TASK ITEM: For every line in the records below that holds "grass", make a copy.

Stored entries:
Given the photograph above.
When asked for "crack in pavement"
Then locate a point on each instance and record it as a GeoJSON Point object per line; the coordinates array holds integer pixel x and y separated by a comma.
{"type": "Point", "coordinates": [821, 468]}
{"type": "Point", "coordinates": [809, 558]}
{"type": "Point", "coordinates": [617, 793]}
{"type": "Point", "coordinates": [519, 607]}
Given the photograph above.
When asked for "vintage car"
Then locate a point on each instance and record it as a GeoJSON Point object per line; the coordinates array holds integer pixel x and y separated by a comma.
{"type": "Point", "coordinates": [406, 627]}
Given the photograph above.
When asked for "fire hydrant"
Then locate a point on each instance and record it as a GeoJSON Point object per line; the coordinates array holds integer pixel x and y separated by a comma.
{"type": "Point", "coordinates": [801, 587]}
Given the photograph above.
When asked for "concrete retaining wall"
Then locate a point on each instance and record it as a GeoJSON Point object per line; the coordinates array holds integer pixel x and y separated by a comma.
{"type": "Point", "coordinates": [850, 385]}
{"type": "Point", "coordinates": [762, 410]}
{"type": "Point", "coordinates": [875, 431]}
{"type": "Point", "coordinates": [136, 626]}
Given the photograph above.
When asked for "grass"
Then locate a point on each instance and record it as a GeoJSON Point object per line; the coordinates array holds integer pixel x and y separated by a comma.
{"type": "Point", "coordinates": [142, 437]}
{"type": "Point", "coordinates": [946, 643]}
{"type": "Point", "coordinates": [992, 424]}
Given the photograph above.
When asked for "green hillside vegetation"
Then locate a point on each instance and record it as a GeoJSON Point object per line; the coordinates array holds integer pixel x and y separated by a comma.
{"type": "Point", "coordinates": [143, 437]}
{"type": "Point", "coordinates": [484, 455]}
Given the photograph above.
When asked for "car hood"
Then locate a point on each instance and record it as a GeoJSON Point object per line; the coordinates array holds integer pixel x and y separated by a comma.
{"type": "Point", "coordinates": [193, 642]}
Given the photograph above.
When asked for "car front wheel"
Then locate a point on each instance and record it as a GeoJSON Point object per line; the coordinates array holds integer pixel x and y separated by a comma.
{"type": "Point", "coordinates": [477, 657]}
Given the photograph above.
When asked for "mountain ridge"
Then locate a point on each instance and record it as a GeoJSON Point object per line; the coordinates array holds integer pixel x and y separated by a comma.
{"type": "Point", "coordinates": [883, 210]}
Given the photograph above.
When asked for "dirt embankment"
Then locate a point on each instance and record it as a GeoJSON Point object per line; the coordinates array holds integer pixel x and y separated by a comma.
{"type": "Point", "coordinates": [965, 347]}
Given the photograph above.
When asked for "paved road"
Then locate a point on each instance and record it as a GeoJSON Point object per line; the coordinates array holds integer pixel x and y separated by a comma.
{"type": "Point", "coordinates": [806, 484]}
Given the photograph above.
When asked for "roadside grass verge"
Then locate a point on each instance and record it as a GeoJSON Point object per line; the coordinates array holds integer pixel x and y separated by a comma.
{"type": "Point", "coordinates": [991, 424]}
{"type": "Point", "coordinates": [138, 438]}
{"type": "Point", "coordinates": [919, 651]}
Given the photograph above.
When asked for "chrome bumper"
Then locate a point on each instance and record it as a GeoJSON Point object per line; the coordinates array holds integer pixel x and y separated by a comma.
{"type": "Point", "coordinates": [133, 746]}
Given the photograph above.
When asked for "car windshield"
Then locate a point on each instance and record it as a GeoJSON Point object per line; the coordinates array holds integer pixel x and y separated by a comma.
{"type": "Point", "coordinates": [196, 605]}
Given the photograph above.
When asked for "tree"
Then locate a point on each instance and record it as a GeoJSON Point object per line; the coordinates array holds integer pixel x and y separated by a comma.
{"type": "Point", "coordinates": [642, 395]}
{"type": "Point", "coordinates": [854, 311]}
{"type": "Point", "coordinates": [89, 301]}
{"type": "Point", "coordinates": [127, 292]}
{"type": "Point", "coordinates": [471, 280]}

RESPONSE BOX:
When asked for "grass"
When asked for "roadside grass verge"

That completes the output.